- YOUR INSTRUCTIONS
The records below should be written out again, exactly.
Segment Start: MATERIAL FOR THE TASK
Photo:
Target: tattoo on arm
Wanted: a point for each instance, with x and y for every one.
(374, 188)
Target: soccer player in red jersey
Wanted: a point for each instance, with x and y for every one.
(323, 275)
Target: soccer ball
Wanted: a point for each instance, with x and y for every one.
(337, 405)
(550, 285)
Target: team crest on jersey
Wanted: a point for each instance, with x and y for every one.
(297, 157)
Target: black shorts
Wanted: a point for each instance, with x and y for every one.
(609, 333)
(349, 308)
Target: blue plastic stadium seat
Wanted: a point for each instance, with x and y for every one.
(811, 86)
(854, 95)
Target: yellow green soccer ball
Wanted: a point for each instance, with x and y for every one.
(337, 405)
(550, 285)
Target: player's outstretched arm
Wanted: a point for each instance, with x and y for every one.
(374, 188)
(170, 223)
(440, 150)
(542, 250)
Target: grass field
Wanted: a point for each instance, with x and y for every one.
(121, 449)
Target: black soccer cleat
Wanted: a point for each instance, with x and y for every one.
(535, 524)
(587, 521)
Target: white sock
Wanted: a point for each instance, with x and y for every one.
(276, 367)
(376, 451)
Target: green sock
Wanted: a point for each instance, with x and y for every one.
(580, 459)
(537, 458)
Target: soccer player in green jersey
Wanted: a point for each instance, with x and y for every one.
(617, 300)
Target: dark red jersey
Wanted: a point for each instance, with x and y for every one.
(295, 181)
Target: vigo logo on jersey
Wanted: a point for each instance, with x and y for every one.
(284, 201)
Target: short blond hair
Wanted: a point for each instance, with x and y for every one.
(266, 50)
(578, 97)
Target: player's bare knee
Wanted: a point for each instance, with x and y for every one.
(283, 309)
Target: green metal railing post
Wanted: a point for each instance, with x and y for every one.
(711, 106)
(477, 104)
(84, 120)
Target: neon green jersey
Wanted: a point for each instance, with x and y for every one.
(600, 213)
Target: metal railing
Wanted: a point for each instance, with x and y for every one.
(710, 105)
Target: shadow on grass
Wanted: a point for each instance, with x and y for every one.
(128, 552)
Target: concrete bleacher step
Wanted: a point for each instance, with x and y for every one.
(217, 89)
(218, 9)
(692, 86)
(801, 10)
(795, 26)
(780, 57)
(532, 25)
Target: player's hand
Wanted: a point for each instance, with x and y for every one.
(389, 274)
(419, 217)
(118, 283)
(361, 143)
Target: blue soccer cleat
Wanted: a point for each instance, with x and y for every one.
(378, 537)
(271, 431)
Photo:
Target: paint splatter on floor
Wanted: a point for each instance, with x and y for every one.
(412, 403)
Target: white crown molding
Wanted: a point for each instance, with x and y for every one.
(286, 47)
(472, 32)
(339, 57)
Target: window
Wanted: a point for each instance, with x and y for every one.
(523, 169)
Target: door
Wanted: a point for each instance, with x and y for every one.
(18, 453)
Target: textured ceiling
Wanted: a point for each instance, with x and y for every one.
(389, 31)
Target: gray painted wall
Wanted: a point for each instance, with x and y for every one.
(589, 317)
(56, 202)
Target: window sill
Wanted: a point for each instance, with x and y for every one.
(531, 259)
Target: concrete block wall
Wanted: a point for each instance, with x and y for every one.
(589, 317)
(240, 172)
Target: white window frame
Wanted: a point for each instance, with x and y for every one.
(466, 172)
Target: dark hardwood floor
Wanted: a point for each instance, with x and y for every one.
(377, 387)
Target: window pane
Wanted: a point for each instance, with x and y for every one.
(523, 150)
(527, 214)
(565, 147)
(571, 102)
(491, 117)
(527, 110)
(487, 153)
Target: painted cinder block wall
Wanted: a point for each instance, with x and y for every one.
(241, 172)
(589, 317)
Segment End: MATERIAL FOR THE TASK
- ANSWER SECTION
Photo:
Target: tattoo on arm
Wanted: a point for each instance, with x and y for every one.
(374, 188)
Target: soccer player in red jersey
Wanted: a point for each instance, with x and y for every one.
(323, 275)
Target: soccer ball
Wanted: a point for each instance, with x and y for every one.
(337, 405)
(550, 285)
Target: team crest on jersey
Wanted: a point for each instance, with x and y for every one.
(297, 157)
Target: black shorts
Wanted: a point for each instance, with x and y for every one.
(609, 333)
(349, 308)
Target: blue plastic stadium seat
Wanted: a point for each instance, with x and y for every one.
(811, 86)
(854, 95)
Target: yellow green soccer ball
Wanted: a point for each instance, with x and y for every one.
(337, 405)
(550, 285)
Target: player's outstretched arm
Wanted: a point for each instance, with x and y for every one.
(374, 188)
(170, 223)
(440, 150)
(542, 250)
Target: grass field
Wanted: a point for each instance, with x and y for every one.
(121, 449)
Target: black soccer cleat
Wanted: a point for each instance, with x and y for every one.
(535, 524)
(587, 521)
Target: white sock
Wanted: a point for each instance, with x and y for every one.
(276, 367)
(376, 451)
Target: green sock
Wanted: a point for each instance, with x and y for every one.
(580, 459)
(537, 458)
Target: soccer player in green jersey
Wanted: a point for each instance, with x and y for every one.
(617, 300)
Target: dark red jersey
Wanted: a point for each instance, with x and y for every one.
(295, 181)
Target: vigo logo on jersey
Wanted: a point for each instance, with x and y for every one.
(284, 201)
Target: short blond hair
Wanted: a point for each instance, with x and y for every one.
(266, 50)
(578, 97)
Target: player's bare knee
Wanted: a point for each instance, with x and y for every one.
(283, 309)
Target: green metal railing post
Wanted: a point for each instance, with x and y for every one.
(711, 106)
(477, 104)
(84, 120)
Target: neon green jersey
Wanted: a point for each instance, with x and y for every one.
(600, 213)
Target: metal railing
Wanted: a point for each instance, with x and y for every one.
(710, 105)
Target: shadow on grass
Wanted: a point for each instance, with x and y for every one.
(128, 552)
Target: concrete bleacher step
Wanted: a point for each instance, with x and y for every one.
(217, 89)
(218, 9)
(692, 86)
(801, 10)
(795, 26)
(780, 57)
(532, 25)
Target: player's hand
Wanted: a point for each instance, with x and y for every one.
(389, 274)
(419, 217)
(118, 283)
(361, 143)
Target: blue soccer cleat
Wanted: a point for each instance, with x and y for every one.
(378, 537)
(271, 431)
Photo:
Target: paint splatter on floor
Wanted: a point for each instance, with x and y for every one.
(412, 403)
Target: white crown molding
Wanted: a point for each instance, with x and y for every one.
(286, 47)
(472, 32)
(339, 57)
Target: window
Wanted: a point for each instance, with x and y for every one.
(523, 169)
Target: door
Wanted: a point for each instance, with x and y for every one.
(18, 453)
Target: textured ceiling
Wanted: a point for each instance, with x and y for every one.
(389, 31)
Target: gray painted wall
Wanted: a point for each instance, with x and y for every one.
(589, 317)
(56, 202)
Target: window sill
Wanted: a point for each instance, with x and y for every one.
(531, 259)
Target: concrete block wall
Wanted: a point for each instance, with x and y for every one.
(589, 317)
(240, 172)
Target: white window frame
Wanted: a point for each instance, with x and y for every one.
(466, 172)
Target: dark hardwood floor
Wanted: a point for each instance, with x and y for every one.
(377, 387)
Target: window pane
Wanted: a point for each instance, with x and y for every one.
(523, 150)
(527, 214)
(565, 147)
(571, 102)
(491, 117)
(527, 110)
(487, 153)
Target: painted cinder block wall
Wanted: a point for each instance, with x and y for every one.
(241, 172)
(589, 317)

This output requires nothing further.